◆ **Request a**:
Write out the dissertation summary below in full, word for word.

◆ **Source excerpt**:
-- Start --

The title of my dissertation is Attempts to Reconstruct Totality: Ambivalent Interaction of Science Fiction and Suvinian Theory since the 1970s. It focuses on an essential theoretical resource for the study of Science Fiction – the theory of Darko Suvin and his successors (Here I can cite Tony Venezia’s term ‘Suvinian’ and define it as ‘Suvinian theory’). My dissertation aims to reveal the interaction between SF and Suvinian theory. They have been combined in post-1968, with the rise of feminism, the black civil rights movement, and the counterculture movement, science fiction increasingly carries a social critique aspect. This trend is referred to as the "New Wave" in the history of science fiction. Suvinians believe this cognitive anxiety – how humans can understand the world in a total way when they face a world divided, fragmented, gender discrimination and racial injustice, and full of technological rationality – is an opportunity to reconstruct Lukácsian totality, which means cognizing social relationships as a whole, it was once considered by Lukács to be the privilege of the proletariat. However, post-Gramsci Marxists like Suvin believe it can happen to intellectuals and students through SF’s popularity and sensitivity, achieving a critical view of reality, thus forming a common utopian vision. My research requires considering both sides of SF researchers and SF writers, it includes the following elements: 1. the concept of totality change in different stages; 2. how Suvinians tried to get a totalized perception through SF texts and its influence on SF writers; 3. what common context for the attempts to reconstruct totality was built by the interaction between theorists and writers; 4. how theory and literary practice are finally separated; 5. the attempt to reconstruct totality faces challenges in the contemporary intellectual world.

-- End --

◆ **Request b**:
Gather every line of the records below that contains the string "rocky". Case counts.

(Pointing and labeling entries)
-- Start --

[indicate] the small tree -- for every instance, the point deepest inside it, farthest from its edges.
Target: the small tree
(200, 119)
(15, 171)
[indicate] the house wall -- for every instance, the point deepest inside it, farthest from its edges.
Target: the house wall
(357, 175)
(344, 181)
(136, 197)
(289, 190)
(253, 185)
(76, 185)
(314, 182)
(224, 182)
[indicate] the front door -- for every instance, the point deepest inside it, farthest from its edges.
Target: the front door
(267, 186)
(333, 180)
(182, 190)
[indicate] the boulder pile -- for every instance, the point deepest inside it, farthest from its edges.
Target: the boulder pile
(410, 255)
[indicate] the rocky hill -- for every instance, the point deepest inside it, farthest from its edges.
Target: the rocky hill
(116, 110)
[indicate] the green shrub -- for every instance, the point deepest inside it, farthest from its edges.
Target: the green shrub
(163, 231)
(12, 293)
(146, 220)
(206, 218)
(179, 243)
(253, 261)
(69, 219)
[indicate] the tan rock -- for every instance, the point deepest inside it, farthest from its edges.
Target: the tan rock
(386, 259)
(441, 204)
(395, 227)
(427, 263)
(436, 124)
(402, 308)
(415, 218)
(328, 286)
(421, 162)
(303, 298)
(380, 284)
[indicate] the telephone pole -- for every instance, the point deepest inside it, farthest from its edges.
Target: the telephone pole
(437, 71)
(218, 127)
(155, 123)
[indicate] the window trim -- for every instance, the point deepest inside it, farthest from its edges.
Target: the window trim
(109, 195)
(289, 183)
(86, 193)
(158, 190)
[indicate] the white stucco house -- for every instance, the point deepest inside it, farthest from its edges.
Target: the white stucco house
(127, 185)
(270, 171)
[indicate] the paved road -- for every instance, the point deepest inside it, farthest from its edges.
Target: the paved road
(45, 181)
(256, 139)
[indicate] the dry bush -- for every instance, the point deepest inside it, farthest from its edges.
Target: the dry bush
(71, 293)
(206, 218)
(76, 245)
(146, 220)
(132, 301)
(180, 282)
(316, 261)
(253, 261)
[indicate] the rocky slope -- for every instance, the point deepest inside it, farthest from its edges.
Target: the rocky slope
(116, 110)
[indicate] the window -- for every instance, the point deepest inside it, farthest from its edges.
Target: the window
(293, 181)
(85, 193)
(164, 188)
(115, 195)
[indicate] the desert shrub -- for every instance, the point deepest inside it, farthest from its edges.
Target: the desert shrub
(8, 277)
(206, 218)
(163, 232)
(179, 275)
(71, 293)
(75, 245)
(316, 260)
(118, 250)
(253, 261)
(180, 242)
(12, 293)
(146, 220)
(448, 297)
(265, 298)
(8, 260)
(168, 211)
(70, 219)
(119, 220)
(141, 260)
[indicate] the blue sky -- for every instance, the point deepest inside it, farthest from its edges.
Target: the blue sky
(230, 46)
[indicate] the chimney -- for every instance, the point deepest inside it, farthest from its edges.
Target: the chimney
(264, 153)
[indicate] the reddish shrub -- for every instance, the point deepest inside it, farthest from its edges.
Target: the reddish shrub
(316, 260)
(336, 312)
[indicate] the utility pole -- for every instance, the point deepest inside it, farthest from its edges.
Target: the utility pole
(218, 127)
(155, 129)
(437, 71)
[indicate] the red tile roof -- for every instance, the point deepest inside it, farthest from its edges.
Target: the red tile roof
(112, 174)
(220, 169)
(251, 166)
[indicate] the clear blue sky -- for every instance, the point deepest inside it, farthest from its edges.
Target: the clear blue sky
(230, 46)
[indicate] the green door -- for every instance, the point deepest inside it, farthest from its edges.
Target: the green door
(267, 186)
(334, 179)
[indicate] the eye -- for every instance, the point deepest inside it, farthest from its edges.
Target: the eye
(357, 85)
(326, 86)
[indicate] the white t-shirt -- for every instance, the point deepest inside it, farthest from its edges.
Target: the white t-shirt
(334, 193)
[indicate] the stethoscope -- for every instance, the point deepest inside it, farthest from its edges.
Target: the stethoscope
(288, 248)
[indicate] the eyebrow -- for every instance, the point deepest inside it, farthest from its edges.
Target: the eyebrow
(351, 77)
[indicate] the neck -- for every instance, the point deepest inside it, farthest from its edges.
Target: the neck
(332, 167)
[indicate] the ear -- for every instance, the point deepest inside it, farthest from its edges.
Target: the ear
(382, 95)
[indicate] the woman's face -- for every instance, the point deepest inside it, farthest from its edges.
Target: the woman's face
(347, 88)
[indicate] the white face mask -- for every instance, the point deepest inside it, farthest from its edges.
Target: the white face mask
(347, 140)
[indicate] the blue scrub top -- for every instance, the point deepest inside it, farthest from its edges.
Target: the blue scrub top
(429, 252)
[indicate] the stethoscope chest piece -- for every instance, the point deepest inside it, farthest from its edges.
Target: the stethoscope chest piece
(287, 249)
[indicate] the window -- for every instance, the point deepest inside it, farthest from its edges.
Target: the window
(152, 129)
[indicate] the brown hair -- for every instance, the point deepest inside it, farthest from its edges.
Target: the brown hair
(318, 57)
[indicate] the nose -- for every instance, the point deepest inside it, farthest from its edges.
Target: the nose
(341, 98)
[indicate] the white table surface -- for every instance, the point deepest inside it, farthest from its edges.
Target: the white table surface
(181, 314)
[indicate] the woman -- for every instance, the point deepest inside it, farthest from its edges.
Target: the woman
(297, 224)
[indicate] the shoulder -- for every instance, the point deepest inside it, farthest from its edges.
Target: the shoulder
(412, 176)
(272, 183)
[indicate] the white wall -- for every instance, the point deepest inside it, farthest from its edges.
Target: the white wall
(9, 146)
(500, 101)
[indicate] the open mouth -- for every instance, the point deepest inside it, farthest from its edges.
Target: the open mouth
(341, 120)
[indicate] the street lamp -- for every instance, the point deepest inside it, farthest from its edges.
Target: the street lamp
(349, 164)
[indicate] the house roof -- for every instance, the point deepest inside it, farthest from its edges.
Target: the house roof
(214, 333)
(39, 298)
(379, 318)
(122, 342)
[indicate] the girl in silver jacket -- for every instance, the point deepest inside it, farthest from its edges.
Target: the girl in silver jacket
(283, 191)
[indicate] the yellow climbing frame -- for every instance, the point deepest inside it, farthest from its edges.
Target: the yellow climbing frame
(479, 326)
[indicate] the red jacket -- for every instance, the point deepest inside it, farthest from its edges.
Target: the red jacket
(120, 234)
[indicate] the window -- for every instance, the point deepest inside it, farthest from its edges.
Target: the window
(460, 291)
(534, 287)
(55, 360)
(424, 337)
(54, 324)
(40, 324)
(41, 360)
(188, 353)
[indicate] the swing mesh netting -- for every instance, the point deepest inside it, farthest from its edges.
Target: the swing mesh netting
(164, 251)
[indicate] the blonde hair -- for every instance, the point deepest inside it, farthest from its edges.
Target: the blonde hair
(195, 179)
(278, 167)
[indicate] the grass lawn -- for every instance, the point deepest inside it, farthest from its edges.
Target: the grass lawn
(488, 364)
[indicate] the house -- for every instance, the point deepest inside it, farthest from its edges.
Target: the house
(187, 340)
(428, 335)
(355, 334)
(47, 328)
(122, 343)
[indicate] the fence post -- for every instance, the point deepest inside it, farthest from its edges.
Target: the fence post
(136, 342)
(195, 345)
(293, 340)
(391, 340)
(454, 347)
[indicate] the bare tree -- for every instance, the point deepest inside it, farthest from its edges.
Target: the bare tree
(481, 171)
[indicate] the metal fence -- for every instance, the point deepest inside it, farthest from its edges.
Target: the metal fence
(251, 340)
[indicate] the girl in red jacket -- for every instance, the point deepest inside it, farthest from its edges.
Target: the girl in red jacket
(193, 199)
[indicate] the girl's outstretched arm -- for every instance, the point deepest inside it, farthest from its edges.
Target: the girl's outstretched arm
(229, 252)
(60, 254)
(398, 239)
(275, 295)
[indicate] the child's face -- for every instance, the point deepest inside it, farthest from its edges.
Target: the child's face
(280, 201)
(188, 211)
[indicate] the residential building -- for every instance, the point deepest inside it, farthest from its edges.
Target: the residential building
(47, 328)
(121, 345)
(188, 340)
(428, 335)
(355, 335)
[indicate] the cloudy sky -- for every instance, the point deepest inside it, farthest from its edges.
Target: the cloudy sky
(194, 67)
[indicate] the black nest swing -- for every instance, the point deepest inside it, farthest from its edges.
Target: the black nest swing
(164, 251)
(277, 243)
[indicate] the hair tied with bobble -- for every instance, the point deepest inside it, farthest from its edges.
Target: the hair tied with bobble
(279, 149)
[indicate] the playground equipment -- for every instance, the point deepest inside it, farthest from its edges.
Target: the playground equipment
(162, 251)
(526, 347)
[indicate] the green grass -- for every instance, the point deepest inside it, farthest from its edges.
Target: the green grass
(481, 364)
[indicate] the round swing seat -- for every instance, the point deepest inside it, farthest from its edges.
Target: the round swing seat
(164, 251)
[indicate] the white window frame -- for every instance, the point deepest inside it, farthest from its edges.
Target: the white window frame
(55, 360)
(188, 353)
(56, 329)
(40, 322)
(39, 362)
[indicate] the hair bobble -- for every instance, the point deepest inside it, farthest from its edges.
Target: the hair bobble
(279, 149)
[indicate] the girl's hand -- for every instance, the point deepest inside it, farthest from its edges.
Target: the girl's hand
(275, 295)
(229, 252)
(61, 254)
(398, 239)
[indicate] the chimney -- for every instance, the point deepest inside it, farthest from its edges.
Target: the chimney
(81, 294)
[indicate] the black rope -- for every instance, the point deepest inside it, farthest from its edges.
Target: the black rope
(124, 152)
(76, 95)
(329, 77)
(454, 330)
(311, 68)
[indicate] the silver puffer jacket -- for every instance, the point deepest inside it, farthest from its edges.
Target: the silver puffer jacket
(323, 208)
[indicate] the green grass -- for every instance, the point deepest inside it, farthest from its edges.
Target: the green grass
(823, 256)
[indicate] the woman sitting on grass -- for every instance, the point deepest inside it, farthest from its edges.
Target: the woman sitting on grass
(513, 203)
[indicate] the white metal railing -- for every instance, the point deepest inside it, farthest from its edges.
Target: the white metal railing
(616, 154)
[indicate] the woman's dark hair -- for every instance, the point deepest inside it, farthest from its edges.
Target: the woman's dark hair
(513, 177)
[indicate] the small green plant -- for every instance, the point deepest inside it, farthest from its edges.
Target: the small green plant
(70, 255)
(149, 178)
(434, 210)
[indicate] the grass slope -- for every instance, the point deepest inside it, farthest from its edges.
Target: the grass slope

-- End --

◆ **Correct output a**:
The title of my dissertation is Attempts to Reconstruct Totality: Ambivalent Interaction of Science Fiction and Suvinian Theory since the 1970s. It focuses on an essential theoretical resource for the study of Science Fiction – the theory of Darko Suvin and his successors (Here I can cite Tony Venezia’s term ‘Suvinian’ and define it as ‘Suvinian theory’). My dissertation aims to reveal the interaction between SF and Suvinian theory. They have been combined in post-1968, with the rise of feminism, the black civil rights movement, and the counterculture movement, science fiction increasingly carries a social critique aspect. This trend is referred to as the "New Wave" in the history of science fiction. Suvinians believe this cognitive anxiety – how humans can understand the world in a total way when they face a world divided, fragmented, gender discrimination and racial injustice, and full of technological rationality – is an opportunity to reconstruct Lukácsian totality, which means cognizing social relationships as a whole, it was once considered by Lukács to be the privilege of the proletariat. However, post-Gramsci Marxists like Suvin believe it can happen to intellectuals and students through SF’s popularity and sensitivity, achieving a critical view of reality, thus forming a common utopian vision. My research requires considering both sides of SF researchers and SF writers, it includes the following elements: 1. the concept of totality change in different stages; 2. how Suvinians tried to get a totalized perception through SF texts and its influence on SF writers; 3. what common context for the attempts to reconstruct totality was built by the interaction between theorists and writers; 4. how theory and literary practice are finally separated; 5. the attempt to reconstruct totality faces challenges in the contemporary intellectual world.

◆ **Correct output b**:
[indicate] the rocky hill -- for every instance, the point deepest inside it, farthest from its edges.
Target: the rocky hill
[indicate] the rocky slope -- for every instance, the point deepest inside it, farthest from its edges.
Target: the rocky slope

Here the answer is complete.